**Supplied material**
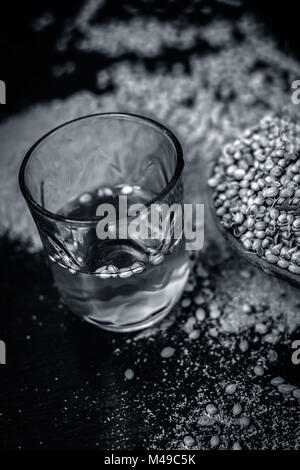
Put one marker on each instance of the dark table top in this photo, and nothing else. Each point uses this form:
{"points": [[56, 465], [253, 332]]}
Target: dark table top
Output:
{"points": [[64, 384]]}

**Goal of the exercise**
Print every line of the records above without changing anything, and leave the pictures out.

**Response to this task**
Put one marker on each instance of the dark table top in this photo, and nothing else. Each point uses this form:
{"points": [[56, 465], [253, 332]]}
Target: dark table top
Output:
{"points": [[64, 384]]}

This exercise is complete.